TEXTO DE LA PÁGINA:
Siguiendo un ciclo estacional, mi personalidad trece me agarra como a un bebé espartano y me lanza al barranco de la morriña. Con los lacrimales a todo gas y la garganta atascada me pongo a compadecerme sin freno, como un pequeño animal atrapado en la ratonera del ‘spleen’. Y eso me deprime lo indecible.
Ha llegado el otoño de mi descontento. Con la nariz pegada a la ventana, siento como me atraviesa la nostalgia por el pasado, por el futuro, por mi niñez, por las decisiones equivocadas, por las opciones que descuidé. Observo a un grupo de jóvenes riéndose con afectación, terrorífica y alienadamente felices; la gente así me da ganas de llorar. Igual que la gente que no es así. De hecho, cuando me deslizo culo abajo por los toboganes de Port Depresión todo me da ganas de llorar.
Sin ir más lejos, Naranja ha llegado a casa esta tarde y me ha encontrado con la nariz metida en un bote de sirope inglés, los ojos empantanados.

DATOS PROPORCIONADOS:
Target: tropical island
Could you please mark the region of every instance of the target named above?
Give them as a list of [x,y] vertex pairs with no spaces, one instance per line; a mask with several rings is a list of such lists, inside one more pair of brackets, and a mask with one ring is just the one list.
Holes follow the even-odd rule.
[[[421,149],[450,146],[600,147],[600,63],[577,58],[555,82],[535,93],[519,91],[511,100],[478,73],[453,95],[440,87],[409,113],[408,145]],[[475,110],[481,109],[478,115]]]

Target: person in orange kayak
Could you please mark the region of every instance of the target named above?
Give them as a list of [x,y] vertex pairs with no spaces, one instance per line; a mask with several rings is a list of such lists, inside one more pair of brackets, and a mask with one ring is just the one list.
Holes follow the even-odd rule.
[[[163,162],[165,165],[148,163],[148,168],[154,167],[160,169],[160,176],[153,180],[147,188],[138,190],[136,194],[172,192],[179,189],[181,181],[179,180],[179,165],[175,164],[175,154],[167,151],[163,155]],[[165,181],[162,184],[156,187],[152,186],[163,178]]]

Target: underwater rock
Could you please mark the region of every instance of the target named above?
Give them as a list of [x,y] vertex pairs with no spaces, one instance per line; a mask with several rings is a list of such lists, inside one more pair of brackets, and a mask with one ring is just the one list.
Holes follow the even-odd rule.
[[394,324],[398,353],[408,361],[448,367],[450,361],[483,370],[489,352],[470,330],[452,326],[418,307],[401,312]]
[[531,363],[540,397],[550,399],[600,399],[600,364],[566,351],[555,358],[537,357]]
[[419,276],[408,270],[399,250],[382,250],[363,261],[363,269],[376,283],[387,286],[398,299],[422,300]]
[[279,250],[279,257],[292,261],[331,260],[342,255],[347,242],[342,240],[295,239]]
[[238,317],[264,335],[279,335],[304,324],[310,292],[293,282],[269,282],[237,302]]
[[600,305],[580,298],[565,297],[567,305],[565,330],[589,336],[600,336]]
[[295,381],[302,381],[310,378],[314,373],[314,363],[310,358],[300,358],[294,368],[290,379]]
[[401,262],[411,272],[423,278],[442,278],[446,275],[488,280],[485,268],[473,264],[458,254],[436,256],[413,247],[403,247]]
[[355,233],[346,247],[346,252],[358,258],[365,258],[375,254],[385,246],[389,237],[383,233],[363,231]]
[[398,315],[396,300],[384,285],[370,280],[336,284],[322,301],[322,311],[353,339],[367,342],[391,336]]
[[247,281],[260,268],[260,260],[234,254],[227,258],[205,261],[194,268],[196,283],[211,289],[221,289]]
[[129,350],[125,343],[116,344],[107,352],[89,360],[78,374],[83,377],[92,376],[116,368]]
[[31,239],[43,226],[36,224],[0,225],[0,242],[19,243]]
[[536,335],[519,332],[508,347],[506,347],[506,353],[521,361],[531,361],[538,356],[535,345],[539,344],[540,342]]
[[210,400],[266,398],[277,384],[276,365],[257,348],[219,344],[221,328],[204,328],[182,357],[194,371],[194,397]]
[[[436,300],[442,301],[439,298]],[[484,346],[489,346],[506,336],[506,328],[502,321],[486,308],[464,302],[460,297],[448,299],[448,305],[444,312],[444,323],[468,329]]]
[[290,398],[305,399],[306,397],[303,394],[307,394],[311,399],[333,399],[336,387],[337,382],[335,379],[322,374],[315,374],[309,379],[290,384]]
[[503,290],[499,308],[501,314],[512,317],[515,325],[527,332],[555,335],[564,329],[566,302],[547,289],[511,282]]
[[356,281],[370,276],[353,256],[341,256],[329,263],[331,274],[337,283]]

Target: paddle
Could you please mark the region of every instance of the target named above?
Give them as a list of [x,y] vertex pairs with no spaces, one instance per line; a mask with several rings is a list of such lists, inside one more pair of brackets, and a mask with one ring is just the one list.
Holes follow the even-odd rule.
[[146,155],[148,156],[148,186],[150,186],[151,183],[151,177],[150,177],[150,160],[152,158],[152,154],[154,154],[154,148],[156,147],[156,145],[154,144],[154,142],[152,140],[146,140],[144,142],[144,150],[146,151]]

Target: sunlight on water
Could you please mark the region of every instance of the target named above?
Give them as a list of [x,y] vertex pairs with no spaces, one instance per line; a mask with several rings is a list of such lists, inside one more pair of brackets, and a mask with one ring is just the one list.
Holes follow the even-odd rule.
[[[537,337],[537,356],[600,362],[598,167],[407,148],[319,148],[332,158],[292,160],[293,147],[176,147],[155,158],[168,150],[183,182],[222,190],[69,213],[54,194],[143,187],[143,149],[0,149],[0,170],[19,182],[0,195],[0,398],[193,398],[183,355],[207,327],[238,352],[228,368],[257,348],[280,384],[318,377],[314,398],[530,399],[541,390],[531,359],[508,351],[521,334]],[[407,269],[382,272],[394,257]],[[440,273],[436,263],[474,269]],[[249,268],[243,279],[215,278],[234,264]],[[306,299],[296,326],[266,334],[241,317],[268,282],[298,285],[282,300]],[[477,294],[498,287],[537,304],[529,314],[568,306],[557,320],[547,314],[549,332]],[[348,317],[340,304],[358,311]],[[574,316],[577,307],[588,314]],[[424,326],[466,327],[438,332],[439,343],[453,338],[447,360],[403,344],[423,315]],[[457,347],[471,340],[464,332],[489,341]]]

OBJETIVO:
Di si cada afirmación concuerda con el texto de la página y respalda cada respuesta con una cita literal: (a) Quien narra observa a un grupo de jóvenes que se ríen. (b) Naranja llega a casa por la mañana. (c) La estación que se menciona es la primavera. Las entradas no tienen ningún papel en esto.

RESPUESTA:
(a) Sí: «Observo a un grupo de jóvenes riéndose con afectación».
(b) No: «Naranja ha llegado a casa esta tarde».
(c) No: «Ha llegado el otoño de mi descontento».